----- TEXT FOR ANALYSIS

This past weekend there was a great 60 Minutes segment on Microsoft founder Bill Gates. He is one of the greatest entrepreneurs of all time, but more recently has become a leader in charitable giving. Perhaps his greatest deed is his effort to eradicate disease, especially for children under five.
Winston Churchill once said, ”We make a living by what we get, but we make a life by what we give.” I am very impressed by how he has chosen to use his substantial resources and especially his skills.
Nearly no one does charity work for the tax advantages – but all should be aware of the benefit. Hopefully, it can help you to do even more for your favorite charities.
Everyone knows that money you donate can give you a tax deduction, but what about tax breaks for your service?
Unfortunately, the answer is no tax deduction is allowed for the value of services you perform for a charitable organization. But you are entitled to deduct out-of-pocket costs you incur while performing the services.
Away-from-home Travel – Away from home travel expenses while performing services for a charity like out-of-pocket round-trip airfare, taxi fares and other costs of transportation between the airport or station and hotel, plus lodging and meals are deductible. However, be careful not to mix personal vacations with your charity trip because these expenses aren’t deductible if there’s a significant element of personal pleasure associated with the travel.
Meals and Entertainment – The cost of entertaining others on behalf of a charity, such as wining and dining a potential large contributor is deductible. Your own entertainment or meal, however, is not deductible.
Car Expenses – If you use your car while performing services for a charitable organization you may deduct your actual unreimbursed expenses directly attributable to the services (i.e. gas). Alternatively, you may deduct a flat 14¢ per mile for charitable use of your car, plus parking fees and tolls.

----------
----- DATA SECTION

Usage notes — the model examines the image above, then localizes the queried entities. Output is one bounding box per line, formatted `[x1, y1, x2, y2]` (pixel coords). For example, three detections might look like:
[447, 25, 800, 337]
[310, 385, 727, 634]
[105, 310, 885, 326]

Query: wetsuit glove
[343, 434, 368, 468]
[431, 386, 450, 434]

----------

TASK INSTRUCTIONS =>
1 - Summarize the piece on charitable tax deductions in two sentences.
2 - Write out the part of the piece on charitable tax deductions that opens with the words containing "Everyone knows that" and closes with "with the travel.".
3 - Resume the piece on charitable tax deductions at the point where it stops.

ANSWER LIST =>
1 - The piece on charitable tax deductions praises Bill Gates's charitable work and explains that no tax deduction is allowed for the value of services performed for a charity, although out-of-pocket costs incurred while performing them are deductible. Deductible costs include away-from-home travel expenses, the cost of entertaining others on a charity's behalf, and either actual car expenses or a flat 14¢ per mile plus parking fees and tolls.

2 -
Everyone knows that money you donate can give you a tax deduction, but what about tax breaks for your service?
Unfortunately, the answer is no tax deduction is allowed for the value of services you perform for a charitable organization. But you are entitled to deduct out-of-pocket costs you incur while performing the services.
Away-from-home Travel – Away from home travel expenses while performing services for a charity like out-of-pocket round-trip airfare, taxi fares and other costs of transportation between the airport or station and hotel, plus lodging and meals are deductible. However, be careful not to mix personal vacations with your charity trip because these expenses aren’t deductible if there’s a significant element of personal pleasure associated with the travel.

3 -
Be very careful to properly substantiate your charitable expenses. Keep acknowledgment of any contributions you make to the charity. This acknowledgment generally must include the amount of cash, a description of any property contributed, and whether you got anything in return for your contribution.
Try to never pay for a expense for the charity directly. Pay the money first to the charity, then have the charity pay for the expense. If this is not possible, safeguard your deduction by:
Getting written documentation from the charity about the nature of your volunteering activity and the need for related expenses to be paid. For example, if you travel out of town as a volunteer, get a letter from the charity explaining why you’re needed at the out-of-town location.
If you are out-of-pocket for substantial amounts, you should submit a statement of expenses and, preferably, a copy of the receipts to the charity, and arrange for the charity to acknowledge in writing the amount of the contribution.
You should maintain detailed records of your out-of-pocket expenses and receipts plus a written record of the time, place, amount, and charitable purpose of the expense.